Format every line of the listing below as a numbered list, skipping any blank lines and leaving out the pictures.

------ Excerpted records

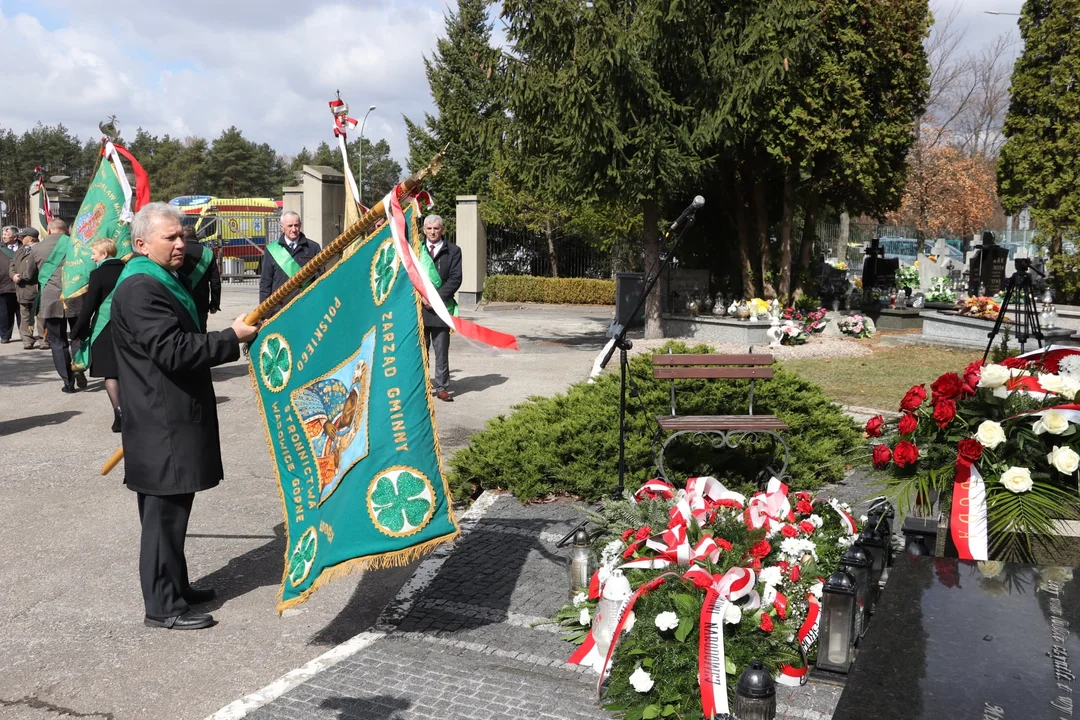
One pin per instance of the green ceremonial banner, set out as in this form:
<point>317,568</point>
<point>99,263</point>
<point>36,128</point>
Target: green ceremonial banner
<point>99,216</point>
<point>340,378</point>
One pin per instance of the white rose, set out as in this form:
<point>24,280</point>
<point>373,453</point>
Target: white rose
<point>770,575</point>
<point>1054,383</point>
<point>1065,460</point>
<point>640,680</point>
<point>994,376</point>
<point>1052,421</point>
<point>989,434</point>
<point>1017,479</point>
<point>666,621</point>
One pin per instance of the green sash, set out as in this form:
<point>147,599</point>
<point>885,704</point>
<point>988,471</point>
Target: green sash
<point>54,260</point>
<point>284,260</point>
<point>429,268</point>
<point>200,270</point>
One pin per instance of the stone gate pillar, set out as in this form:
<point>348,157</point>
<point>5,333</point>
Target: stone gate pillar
<point>472,240</point>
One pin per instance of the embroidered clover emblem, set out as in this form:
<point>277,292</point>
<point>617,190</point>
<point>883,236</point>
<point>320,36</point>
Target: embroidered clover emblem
<point>302,557</point>
<point>401,501</point>
<point>275,363</point>
<point>383,271</point>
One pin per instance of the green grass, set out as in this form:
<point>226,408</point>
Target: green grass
<point>880,380</point>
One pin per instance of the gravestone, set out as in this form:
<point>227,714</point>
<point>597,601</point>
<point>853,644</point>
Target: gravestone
<point>987,267</point>
<point>959,639</point>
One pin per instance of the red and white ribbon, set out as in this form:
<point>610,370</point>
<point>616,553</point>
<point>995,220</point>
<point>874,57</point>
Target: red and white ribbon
<point>968,520</point>
<point>808,636</point>
<point>428,290</point>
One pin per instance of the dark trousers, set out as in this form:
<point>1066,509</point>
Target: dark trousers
<point>58,342</point>
<point>162,568</point>
<point>440,337</point>
<point>9,314</point>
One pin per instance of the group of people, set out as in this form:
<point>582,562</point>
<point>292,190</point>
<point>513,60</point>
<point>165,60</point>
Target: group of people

------------

• Finished answer
1. One pin per instance of the green ceremonial banner, set out as in this form:
2. <point>317,568</point>
3. <point>99,263</point>
4. <point>36,128</point>
5. Target: green ceremonial banner
6. <point>99,216</point>
7. <point>340,378</point>
8. One pin per instance of the white rose, set out as in this form:
9. <point>24,280</point>
10. <point>373,453</point>
11. Target: white rose
12. <point>770,575</point>
13. <point>1054,383</point>
14. <point>1065,460</point>
15. <point>640,680</point>
16. <point>994,376</point>
17. <point>1052,421</point>
18. <point>989,434</point>
19. <point>1017,479</point>
20. <point>666,621</point>
21. One pin per instance of the green sash, set out as in this form:
22. <point>147,599</point>
23. <point>885,704</point>
24. <point>988,471</point>
25. Target: green sash
26. <point>54,260</point>
27. <point>284,260</point>
28. <point>429,268</point>
29. <point>200,270</point>
30. One pin per instance of the stone gate pillar, set out as in this form:
31. <point>348,157</point>
32. <point>5,333</point>
33. Target: stone gate pillar
34. <point>472,240</point>
35. One pin per instance of the embroidered clover emblem, set out as in this form:
36. <point>277,292</point>
37. <point>617,190</point>
38. <point>883,236</point>
39. <point>320,36</point>
40. Target: embroidered clover emblem
41. <point>302,557</point>
42. <point>401,501</point>
43. <point>275,363</point>
44. <point>383,271</point>
45. One pin per instance of the green grass, set out as in this form:
46. <point>226,408</point>
47. Target: green grass
48. <point>880,380</point>
49. One pin per instance of the gravestone, set out as in this form:
50. <point>227,714</point>
51. <point>597,601</point>
52. <point>853,644</point>
53. Target: gravestone
54. <point>987,267</point>
55. <point>959,639</point>
56. One pin per instance of the red and white ribbon, set out as in this form:
57. <point>610,370</point>
58. <point>616,553</point>
59. <point>995,220</point>
60. <point>874,57</point>
61. Target: red and white ribbon
62. <point>968,520</point>
63. <point>808,636</point>
64. <point>428,290</point>
65. One pin per instance of the dark trousers, set out as in this form:
66. <point>1066,509</point>
67. Target: dark trousers
68. <point>58,342</point>
69. <point>162,568</point>
70. <point>440,337</point>
71. <point>9,314</point>
72. One pin per instance of the group of people, set out as in this form:
73. <point>582,562</point>
74. <point>292,190</point>
75. <point>513,60</point>
76. <point>165,60</point>
77. Target: group of people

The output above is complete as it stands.